> EXERCISE OBJECTIVE: Show every line of the data below that contains the string "positive". Case counts.

::: RECORDS SHOWN

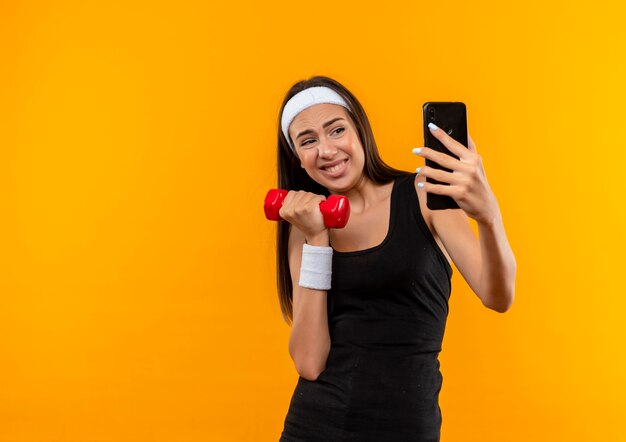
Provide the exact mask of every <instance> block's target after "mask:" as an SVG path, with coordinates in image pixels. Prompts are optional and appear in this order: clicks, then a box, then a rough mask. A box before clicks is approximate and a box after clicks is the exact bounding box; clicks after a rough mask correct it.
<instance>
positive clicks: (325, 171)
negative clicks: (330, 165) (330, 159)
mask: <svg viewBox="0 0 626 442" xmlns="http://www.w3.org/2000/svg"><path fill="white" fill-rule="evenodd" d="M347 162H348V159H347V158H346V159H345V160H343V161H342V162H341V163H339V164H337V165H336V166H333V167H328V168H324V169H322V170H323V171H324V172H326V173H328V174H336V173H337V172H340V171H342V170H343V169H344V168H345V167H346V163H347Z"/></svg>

::::::
::: RECORDS SHOWN

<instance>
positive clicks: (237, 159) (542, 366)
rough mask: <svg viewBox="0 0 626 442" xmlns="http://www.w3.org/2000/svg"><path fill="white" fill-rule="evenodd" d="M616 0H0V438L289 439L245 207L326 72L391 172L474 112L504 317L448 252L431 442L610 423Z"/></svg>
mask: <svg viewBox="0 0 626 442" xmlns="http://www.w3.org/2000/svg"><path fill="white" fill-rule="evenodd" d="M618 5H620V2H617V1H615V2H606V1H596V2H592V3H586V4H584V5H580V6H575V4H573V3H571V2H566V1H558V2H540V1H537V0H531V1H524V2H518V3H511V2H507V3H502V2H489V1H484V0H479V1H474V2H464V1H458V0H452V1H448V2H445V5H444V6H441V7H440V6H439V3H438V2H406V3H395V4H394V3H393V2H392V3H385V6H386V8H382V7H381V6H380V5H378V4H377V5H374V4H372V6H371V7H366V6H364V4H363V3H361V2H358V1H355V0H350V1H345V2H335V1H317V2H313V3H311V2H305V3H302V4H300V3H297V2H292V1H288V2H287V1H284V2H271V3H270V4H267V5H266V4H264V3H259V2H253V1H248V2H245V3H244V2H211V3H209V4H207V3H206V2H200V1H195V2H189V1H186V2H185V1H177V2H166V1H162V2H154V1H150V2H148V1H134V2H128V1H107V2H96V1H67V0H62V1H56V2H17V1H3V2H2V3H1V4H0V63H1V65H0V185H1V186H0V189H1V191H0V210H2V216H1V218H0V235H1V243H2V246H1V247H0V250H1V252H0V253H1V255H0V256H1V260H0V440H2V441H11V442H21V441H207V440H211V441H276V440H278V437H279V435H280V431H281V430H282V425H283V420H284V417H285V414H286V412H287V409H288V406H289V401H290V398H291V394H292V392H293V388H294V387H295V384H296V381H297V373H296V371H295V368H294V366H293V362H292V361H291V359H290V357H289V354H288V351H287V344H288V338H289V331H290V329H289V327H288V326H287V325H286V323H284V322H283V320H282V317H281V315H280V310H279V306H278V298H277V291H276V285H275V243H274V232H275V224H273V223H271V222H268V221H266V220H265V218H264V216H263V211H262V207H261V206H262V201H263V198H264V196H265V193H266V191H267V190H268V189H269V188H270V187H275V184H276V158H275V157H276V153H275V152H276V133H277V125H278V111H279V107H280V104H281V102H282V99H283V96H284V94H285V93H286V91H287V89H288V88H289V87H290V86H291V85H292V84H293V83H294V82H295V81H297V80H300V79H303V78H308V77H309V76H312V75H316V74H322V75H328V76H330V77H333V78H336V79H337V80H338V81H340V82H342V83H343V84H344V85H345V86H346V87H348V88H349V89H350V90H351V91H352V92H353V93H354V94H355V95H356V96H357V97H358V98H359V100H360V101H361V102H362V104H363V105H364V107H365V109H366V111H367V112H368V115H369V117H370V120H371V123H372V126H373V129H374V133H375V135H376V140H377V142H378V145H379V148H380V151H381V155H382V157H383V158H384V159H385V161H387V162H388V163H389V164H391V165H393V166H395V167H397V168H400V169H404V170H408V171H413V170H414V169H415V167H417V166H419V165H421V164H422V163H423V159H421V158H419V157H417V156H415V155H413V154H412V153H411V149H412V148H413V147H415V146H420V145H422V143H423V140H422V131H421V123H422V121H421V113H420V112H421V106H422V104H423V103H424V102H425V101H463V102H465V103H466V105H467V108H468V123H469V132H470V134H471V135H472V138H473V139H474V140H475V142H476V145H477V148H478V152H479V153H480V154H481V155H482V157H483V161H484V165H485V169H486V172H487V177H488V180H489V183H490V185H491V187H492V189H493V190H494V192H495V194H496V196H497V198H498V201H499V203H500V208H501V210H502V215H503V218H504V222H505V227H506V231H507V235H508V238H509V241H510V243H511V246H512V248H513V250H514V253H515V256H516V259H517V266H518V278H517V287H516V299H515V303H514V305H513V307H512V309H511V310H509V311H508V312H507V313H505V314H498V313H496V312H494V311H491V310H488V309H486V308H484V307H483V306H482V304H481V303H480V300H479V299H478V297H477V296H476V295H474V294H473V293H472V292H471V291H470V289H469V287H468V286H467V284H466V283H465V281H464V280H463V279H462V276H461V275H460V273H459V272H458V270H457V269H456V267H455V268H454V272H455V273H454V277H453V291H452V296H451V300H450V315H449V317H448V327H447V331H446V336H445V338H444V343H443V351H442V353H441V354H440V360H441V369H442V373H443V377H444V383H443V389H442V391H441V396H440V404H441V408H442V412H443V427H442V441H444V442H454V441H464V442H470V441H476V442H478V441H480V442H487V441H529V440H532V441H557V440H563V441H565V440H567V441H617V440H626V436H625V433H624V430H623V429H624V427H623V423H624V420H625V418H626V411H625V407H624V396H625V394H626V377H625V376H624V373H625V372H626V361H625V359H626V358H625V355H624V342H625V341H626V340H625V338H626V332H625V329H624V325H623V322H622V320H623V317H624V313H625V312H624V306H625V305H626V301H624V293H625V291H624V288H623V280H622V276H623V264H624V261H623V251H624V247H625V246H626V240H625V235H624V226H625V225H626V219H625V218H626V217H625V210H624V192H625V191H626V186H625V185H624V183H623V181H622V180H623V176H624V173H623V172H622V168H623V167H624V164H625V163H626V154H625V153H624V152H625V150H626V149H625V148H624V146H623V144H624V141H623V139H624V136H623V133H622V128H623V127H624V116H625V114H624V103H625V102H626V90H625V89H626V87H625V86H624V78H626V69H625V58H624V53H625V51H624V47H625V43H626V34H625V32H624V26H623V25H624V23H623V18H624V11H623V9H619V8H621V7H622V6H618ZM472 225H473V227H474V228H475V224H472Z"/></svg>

::::::

> RESPONSE FOR THIS EXERCISE:
positive clicks: (325, 171)
positive clicks: (237, 159) (542, 366)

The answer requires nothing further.